— Start of DOCUMENT TEXT —

Control files: files that track each work order’s actual progress against the plan.

Loading: the assignment of jobs to work or processing centres.

Input-Output control: a system that allows operations personnel to manage facility work flows by tracking work added to a work centre and its work completed.

ConWIP cards (ConstantWIP): control the amount of work in a work centre, aiding input-output control.

Gantt charts: planning charts used to schedule resources and allocate time. Disadvantages: does not account for unexpected events, and it must be updated regularly

Assignment method: a special class of linear programming models that involves assigning tasks or jobs to resources. It occurs in many different environments.

Four steps (Hungarian method)

1. Subtract costs from entries such that only opportunity costs remain: the penalty of not making an optimal assignment.

2. Subtract the smallest number in each row from every number in that row; then subtract the smallest number in every column from every number in that column.

3. Draw the minimum number of vertical and horizontal straight lines necessary to cover all zeroes in the table. If the number of lines equals either the number of rows or the number of columns, then you can make an optimal assignment. OR:

- Subtract the smallest number not covered by a line from every other uncovered number. Add the same number to any number(s) lying at the intersection of any two lines. Return to Step 2

4. Optimal assignments will always be at the zero locations of the table.

Sequencing: determining the order in which jobs should be done at each work centre.

Priority Rules: rules used to determine the sequence of jobs in process-oriented facilities.

First come, first served(FCFS): the first job to arrive at a work centre is processed first.

Earliest due date(EDD): the job with the earliest due date is processed first.

Shortest processing time (SPT): the job with the shortest processing time is processed first.

— End of DOCUMENT TEXT —

### DIRECTIVE
In the scheduling notes above, where are optimal assignments always located under the Hungarian method?

— Start of RECORDED DATA —

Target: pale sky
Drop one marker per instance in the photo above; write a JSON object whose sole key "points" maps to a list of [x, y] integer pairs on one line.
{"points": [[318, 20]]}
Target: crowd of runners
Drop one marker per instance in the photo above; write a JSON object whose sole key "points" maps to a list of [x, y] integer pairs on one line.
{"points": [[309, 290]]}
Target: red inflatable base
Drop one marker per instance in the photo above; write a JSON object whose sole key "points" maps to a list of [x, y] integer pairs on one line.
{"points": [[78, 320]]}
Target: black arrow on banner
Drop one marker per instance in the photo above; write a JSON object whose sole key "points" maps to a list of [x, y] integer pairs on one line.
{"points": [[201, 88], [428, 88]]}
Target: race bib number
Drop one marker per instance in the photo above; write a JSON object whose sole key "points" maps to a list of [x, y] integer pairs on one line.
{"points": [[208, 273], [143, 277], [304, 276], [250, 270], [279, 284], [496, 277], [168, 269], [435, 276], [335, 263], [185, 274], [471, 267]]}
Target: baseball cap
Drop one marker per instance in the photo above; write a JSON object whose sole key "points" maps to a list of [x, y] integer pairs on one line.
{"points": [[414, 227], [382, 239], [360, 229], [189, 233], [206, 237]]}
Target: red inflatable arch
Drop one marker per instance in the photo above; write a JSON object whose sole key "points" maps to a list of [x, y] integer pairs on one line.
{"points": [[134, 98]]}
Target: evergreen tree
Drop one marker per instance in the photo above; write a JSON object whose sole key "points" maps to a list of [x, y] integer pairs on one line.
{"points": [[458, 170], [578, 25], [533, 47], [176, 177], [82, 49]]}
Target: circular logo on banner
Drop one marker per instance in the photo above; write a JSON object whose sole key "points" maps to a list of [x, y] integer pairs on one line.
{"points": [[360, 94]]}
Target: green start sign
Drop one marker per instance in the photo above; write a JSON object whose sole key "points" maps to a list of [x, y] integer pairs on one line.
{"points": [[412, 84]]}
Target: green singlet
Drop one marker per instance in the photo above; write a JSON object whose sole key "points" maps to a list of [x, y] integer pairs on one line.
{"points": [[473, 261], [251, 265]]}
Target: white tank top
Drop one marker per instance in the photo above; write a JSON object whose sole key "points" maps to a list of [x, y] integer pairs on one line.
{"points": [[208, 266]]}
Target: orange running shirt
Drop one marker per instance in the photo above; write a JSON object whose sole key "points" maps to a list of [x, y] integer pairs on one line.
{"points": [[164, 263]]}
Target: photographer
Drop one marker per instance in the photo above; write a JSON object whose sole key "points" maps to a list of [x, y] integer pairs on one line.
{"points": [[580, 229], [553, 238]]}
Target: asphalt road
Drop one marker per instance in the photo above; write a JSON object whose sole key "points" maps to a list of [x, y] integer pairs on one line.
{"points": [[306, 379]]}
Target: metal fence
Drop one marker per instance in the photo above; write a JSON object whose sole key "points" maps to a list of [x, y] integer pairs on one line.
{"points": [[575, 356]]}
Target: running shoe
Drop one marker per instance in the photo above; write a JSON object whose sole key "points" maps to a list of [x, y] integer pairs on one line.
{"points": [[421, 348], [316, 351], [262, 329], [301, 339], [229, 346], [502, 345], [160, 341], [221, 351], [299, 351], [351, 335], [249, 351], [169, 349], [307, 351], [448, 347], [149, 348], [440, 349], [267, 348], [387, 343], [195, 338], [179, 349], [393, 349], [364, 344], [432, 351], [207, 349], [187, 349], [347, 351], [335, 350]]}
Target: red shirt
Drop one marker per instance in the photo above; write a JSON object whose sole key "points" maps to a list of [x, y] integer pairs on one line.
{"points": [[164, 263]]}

— End of RECORDED DATA —

### ANSWER TO THE PROBLEM
At the zero locations of the table.